Required actions |
**A.** List each distinct work cited in the passage on WO host adsorption genes, giving the authors and year once per work.
**B.** Go on with the passage on WO host adsorption genes, starting after its final sentence.

Supplied text |
WO host adsorption genes
In addition to preservation of some potential reproductive manipulation mediators, prophage WO genes WREC_0263–WREC_0269 contain an intact host adsorption module that includes baseplate genes thought to be involved in the binding of WO to its bacterial host and insertion of phage DNA. Indeed, this host adsorption module is nearly universal in WO prophage, with very few degenerate phage haplotypes lacking these genes (Kent et al., 2011). Many intracellular bacteria, including Wolbachia (Rances et al., 2008; Pichon et al., 2009), possess a type IV secretion system that secretes effectors into the host as a common strategy to subvert host-cell functions (Voth, Broederdorf & Graham, 2012). A number of Gram-negative bacteria also possess a phage-like type VI secretion system (Coulthurst, 2013); these include several obligatory intracellular bacterial pathogens, such as Anaplasma and Ehrlichia (Rikihisa & Lin, 2010). Structural analyses have shown this type of secretion system bears a remarkable resemblance to the spike protein of phages (Silverman et al., 2012). Given these similarities, and the fact that the WO host adsorption module is almost universally present in sequenced arthropod Wolbachia (Kent et al., 2011), it is possible that Wolbachia may be using these genes to facilitate host-microbe interactions, as a way to inject CI factors, genes, or other host manipulation particles into its host.

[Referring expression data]
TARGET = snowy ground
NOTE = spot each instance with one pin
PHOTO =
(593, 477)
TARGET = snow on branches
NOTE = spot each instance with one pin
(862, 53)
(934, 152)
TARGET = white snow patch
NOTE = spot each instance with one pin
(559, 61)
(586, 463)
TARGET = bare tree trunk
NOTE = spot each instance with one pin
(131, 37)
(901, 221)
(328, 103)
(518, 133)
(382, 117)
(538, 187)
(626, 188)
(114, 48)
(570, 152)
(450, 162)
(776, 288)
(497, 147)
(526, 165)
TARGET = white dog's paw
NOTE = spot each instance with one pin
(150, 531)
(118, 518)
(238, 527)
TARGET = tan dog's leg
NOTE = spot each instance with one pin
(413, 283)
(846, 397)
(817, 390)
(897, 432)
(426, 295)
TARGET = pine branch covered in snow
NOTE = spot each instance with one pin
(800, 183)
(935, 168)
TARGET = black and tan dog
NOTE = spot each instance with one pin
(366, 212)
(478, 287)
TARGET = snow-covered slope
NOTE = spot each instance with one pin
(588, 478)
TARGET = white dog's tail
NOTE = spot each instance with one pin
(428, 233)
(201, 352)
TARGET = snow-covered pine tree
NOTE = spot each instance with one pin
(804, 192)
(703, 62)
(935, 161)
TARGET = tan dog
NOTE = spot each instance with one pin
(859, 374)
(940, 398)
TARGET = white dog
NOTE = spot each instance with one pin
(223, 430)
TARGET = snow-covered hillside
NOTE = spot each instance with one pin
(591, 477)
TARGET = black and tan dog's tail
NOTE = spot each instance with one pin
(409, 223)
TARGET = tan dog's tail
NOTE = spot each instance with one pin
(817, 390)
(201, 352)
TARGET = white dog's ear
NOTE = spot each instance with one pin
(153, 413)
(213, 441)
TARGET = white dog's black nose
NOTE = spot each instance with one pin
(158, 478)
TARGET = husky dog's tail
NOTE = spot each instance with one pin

Exercise answers |
**A.**
Kent et al., 2011
Rances et al., 2008
Pichon et al., 2009
Voth, Broederdorf & Graham, 2012
Coulthurst, 2013
Rikihisa & Lin, 2010
Silverman et al., 2012

**B.**
The discovery of phage elements in wRec opens up new questions. Additional experiments will be needed to determine whether any conserved phage genes are involved in Wolbachia manipulations of its host biology. In addition, we have seen that using single gene markers of phage WO is not diagnostic of its absence. Thus, unsequenced Wolbachia strains that were thought to be phage-free by PCR assays need reevaluation. Another question that remains is how a single Wolbachia causes multipotent reproductive manipulations in different host backgrounds. The availability of genomic sequence for a multipotent Wolbachia strain will enable future transcriptomic and proteomic studies that could elucidate the genes involved in switching reproductive phenotypes.